TO BE DONE
Tell whether each of these statements agrees with the post about the gym workout, answering yes or no and quoting the words of the post that decide it: (a) The writer worked with a trainer for the first two months. (b) The preview class lasted 30 minutes. (c) The writer still will not run to catch a bus.

Off the request line.

I owe someone a little something from a few posts ago, so this one's for you, Jacket.
That's my muscle, fools. I've been working on it.

I'm just over a year into my Going to The Gym to Get Ripped Initiative and I've hit a bit of a plateau. I worked with a trainer for my first month and a half; this was as much as I could afford (it is a swank, swank gym that I can only attend through the miracle of My Big Corporate Employer's health care plan subsidy). I'd been doing that plan--with results, no doubt--but I was starting to feel like I wasn't making more progress. So I took a preview class for a little something they call BURN. Which burns, by the way. The miniclass was 30 minutes and I was sweating like a sweaty pig--I can only guess that in the full hour class I would have been in a pile of sweaty soreness on the floor. But I felt great afterwards and, just like the trainer predicted, I find that my body is craving the increased heart rate, the sweat, and the deep breaths that I get from the cardio portion as well as the soreness and wrung out feeling from the weight work. So I've been picking up the literal pace of my workout. This fast walk/jog/run/jog/walk/run/jog/run/walk flies in the face of my prior attitude to moving at anything other than a swift walk. I have even been known to express the sentiment that I don't even run to catch a bus, if I'm late for work. But I do now, because damn if it don't feel fine.

DATA
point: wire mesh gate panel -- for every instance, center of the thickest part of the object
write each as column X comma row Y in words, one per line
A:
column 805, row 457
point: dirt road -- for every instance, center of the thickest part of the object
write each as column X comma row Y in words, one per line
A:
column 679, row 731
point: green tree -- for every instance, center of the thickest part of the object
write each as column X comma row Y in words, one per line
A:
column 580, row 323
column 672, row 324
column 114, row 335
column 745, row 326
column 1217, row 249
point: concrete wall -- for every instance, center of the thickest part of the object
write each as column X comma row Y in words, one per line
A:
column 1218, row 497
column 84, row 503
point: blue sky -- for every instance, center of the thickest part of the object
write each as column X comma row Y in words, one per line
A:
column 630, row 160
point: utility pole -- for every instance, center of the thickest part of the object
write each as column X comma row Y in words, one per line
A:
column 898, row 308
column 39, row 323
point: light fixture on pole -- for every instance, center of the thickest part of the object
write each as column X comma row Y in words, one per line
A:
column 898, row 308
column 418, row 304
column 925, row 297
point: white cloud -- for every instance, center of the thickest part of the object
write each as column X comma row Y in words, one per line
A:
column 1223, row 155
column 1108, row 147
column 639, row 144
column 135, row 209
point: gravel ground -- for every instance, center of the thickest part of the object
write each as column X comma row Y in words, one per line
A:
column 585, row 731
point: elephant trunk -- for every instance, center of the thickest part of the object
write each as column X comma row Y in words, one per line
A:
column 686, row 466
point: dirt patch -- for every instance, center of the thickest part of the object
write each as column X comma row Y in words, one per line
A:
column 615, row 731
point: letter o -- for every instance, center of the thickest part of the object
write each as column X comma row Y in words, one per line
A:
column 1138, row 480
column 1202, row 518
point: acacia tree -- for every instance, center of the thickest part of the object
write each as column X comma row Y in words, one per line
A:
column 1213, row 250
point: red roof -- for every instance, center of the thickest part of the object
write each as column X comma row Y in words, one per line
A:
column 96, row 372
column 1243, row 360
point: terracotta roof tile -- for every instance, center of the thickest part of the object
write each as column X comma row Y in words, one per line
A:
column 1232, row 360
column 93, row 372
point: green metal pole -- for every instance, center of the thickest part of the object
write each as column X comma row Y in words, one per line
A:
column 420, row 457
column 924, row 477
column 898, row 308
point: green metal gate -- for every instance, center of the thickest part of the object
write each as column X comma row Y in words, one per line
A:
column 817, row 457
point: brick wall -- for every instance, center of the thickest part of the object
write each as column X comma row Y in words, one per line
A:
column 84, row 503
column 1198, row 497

OUTPUT OF THE EXERCISE
(a) No: "I worked with a trainer for my first month and a half"
(b) Yes: "The miniclass was 30 minutes"
(c) No: "But I do now, because damn if it don't feel fine."